▶ **What to do**: According to the course descriptions, how many hours do students in the professional development course spend observing ESL?

Professional Development

  • One required course (3 units)

This course is designed to prepare ESL teachers professionally and will cover topics such as job hunting, interviewing, writing a CV, conferences, observations, assembling a portfolio, and conducting and presenting action research. Students will participate in 10 hours observing ESL in at least two community and university contexts. Requirements include a report of an action research project, a poster presentation of the project, and a portfolio which may be used for securing jobs.

Electives

  • Select five courses (15 units)
  • GTAs must take L2 Writing if they wish to teach ESL composition sections (English 106, 107, or 108)
  • All course choices must be approved by the Program Director

Second language writing is a growing area of interdisciplinary study that draws on insights from applied linguistics, second language studies, and writing studies. This course will provide an overview of the theory and practice of second language writing. We will explore topics such as L2 writing processes and development, L2 texts, biliteracy, pedagogical approaches and strategies, culture, and identity. GTAs who wish to teach ESL composition courses (106, 107, or 108) must take this course before or while doing so.

This course explores theory, practice, and pedagogical application of the latest Internet and computer technologies in second/foreign language education, including synchronous and asynchronous chat, blog, wiki/collaborative docs, audio (podcasting), video, virtual world/digital gaming, mobile/handheld computing, and social media technologies, in view of CALL (computer-assisted language learning), CMC (computer-mediated communication), SLA/D (second language acquisition and development), and literacy/ies research. Class activities will include small group discussions, presentations, and hands-on use of the technologies being discussed. Projects include reaction papers, blog postings, development of a technology-mediated L2 learning activity, and an evaluation of a game or CALL app (e.g. Duolingo, Babbel, Busuu, Memrize, etc.), and a final research project or book review.

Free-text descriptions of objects
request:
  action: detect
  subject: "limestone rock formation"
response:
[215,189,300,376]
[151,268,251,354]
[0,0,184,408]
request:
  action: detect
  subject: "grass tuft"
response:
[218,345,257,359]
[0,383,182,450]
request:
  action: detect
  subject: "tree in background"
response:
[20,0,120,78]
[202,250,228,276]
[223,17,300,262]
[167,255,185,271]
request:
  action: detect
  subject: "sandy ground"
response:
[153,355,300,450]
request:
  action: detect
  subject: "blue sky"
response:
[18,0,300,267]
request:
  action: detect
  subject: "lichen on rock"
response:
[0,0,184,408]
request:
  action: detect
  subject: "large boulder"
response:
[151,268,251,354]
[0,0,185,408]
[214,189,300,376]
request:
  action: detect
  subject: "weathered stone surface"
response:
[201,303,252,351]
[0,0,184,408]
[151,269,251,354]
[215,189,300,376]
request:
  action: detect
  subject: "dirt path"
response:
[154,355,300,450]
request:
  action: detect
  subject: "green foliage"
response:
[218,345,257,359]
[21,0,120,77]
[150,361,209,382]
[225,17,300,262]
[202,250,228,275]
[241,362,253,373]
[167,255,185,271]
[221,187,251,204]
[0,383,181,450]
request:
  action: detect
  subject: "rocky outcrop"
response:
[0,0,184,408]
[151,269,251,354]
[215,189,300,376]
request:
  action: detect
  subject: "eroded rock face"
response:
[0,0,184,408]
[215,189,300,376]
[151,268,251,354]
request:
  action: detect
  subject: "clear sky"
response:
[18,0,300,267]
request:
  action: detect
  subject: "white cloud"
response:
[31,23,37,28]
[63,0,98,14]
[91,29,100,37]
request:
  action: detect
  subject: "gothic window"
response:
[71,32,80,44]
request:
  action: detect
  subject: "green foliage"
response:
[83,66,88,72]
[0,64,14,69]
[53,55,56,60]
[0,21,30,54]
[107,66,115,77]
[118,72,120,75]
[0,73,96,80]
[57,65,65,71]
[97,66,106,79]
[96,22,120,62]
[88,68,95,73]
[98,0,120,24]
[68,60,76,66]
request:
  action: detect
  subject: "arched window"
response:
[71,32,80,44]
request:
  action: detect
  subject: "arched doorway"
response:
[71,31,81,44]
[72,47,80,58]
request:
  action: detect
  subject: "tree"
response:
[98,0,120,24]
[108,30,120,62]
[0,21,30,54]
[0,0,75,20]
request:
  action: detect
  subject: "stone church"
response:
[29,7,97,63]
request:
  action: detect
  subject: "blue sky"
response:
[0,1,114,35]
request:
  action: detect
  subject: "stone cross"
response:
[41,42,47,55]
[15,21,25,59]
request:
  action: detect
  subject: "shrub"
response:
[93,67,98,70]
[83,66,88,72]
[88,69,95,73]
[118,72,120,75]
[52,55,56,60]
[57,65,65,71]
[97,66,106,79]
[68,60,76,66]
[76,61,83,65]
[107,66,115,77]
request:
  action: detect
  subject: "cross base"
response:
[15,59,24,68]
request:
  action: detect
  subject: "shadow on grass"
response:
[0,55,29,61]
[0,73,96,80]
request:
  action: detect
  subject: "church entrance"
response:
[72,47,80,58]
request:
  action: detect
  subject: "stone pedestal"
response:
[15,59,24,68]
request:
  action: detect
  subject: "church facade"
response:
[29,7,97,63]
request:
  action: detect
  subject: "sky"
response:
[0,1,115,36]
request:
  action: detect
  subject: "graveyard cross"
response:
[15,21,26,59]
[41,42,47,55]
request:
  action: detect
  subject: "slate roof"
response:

▶ **Task solution**: 10 hours, in at least two community and university contexts.